■ Do this
Can you transcribe every one of the dataset entries below character for character, without changing anything?

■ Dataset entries
┌────────
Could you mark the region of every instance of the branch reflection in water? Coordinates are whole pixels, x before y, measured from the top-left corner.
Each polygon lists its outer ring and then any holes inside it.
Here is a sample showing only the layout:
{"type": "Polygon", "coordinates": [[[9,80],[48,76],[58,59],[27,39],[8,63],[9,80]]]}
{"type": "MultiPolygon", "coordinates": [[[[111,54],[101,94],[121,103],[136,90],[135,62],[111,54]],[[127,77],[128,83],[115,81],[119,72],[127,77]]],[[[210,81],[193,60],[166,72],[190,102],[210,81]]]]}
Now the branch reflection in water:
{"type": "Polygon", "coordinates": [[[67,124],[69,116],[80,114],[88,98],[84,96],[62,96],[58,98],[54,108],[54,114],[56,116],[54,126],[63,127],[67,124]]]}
└────────
■ Task output
Could you mark the region of every instance of the branch reflection in water? Coordinates are whole pixels, x before y, measured from the top-left corner.
Each polygon lists its outer ring and then any holes inside it.
Here is a sample showing only the layout:
{"type": "Polygon", "coordinates": [[[9,80],[48,76],[58,59],[27,39],[8,63],[9,80]]]}
{"type": "MultiPolygon", "coordinates": [[[[111,54],[101,94],[121,103],[136,90],[135,62],[111,54]],[[127,77],[128,83],[115,81],[119,72],[127,77]]],[[[210,81],[193,60],[166,72],[190,102],[210,81]]]]}
Now the branch reflection in water:
{"type": "Polygon", "coordinates": [[[67,124],[69,116],[80,114],[88,98],[84,96],[62,96],[58,98],[54,108],[54,114],[56,116],[54,126],[63,127],[67,124]]]}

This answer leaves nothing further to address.